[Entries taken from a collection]
▬▬▬

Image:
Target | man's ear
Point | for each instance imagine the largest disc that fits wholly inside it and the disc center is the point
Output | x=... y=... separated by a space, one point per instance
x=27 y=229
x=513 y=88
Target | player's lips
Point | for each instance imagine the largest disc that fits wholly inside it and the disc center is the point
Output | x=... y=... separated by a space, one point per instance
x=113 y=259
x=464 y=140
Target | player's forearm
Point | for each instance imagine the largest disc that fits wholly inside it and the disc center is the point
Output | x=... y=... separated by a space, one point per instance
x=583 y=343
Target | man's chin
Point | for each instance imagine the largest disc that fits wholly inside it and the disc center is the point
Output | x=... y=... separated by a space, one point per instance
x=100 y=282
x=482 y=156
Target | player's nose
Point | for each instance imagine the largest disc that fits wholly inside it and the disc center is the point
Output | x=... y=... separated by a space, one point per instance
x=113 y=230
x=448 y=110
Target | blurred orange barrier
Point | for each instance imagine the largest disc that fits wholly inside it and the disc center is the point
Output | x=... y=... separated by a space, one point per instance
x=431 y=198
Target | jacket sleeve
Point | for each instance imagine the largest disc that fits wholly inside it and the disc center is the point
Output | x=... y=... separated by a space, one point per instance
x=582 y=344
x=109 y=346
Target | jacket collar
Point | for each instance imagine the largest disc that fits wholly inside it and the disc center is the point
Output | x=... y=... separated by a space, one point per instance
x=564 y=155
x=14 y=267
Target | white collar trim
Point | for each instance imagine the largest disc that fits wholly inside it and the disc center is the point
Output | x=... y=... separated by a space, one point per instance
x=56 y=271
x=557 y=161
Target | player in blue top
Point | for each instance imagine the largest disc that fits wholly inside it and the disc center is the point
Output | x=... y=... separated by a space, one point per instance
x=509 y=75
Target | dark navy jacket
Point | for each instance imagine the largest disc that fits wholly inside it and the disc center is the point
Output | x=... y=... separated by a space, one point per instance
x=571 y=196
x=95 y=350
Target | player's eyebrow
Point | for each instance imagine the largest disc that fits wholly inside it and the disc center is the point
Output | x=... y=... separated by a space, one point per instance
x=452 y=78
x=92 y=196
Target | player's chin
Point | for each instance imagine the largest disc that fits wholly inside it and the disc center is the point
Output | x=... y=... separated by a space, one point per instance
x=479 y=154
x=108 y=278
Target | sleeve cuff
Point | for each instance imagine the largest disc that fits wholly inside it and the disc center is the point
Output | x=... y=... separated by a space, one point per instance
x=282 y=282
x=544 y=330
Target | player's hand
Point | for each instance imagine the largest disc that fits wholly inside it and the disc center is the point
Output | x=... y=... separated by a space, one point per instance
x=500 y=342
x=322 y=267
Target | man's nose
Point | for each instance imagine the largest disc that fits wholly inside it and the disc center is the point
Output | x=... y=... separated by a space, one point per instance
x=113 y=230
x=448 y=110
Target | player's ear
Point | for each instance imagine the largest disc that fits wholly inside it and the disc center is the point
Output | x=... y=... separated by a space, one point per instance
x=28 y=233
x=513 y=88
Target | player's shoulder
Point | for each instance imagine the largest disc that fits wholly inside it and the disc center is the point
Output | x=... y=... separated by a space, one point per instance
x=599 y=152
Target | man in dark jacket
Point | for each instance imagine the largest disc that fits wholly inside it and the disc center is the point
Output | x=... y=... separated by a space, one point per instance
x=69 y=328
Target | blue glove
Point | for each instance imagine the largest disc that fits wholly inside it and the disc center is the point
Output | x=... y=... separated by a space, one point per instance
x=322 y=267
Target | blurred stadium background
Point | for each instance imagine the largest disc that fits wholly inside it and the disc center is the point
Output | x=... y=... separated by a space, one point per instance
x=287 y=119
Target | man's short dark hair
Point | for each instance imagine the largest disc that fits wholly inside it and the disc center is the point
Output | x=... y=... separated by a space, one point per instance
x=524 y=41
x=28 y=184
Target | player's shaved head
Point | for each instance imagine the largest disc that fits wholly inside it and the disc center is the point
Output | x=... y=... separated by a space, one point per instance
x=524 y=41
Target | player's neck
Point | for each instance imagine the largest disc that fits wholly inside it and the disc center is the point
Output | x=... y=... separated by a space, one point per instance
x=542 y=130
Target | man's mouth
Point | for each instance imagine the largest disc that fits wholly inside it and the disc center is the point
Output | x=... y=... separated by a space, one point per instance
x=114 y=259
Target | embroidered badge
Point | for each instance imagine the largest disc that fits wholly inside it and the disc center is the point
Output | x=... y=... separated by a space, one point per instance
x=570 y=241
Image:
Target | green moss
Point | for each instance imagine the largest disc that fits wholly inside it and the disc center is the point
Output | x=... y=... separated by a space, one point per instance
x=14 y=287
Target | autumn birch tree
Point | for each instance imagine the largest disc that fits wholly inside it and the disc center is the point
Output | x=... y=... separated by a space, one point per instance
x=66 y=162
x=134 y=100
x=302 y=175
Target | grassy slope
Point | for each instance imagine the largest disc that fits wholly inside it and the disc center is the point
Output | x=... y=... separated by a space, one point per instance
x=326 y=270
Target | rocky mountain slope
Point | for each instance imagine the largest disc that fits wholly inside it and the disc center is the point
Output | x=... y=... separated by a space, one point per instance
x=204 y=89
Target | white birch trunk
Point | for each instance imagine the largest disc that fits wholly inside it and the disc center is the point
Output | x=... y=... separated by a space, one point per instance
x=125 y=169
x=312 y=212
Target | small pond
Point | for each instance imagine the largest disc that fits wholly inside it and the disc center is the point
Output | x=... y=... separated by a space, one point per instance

▬▬▬

Look over the records above and copy each line that includes the string "nose".

__Answer to the problem__.
Target | player's nose
Target | man's nose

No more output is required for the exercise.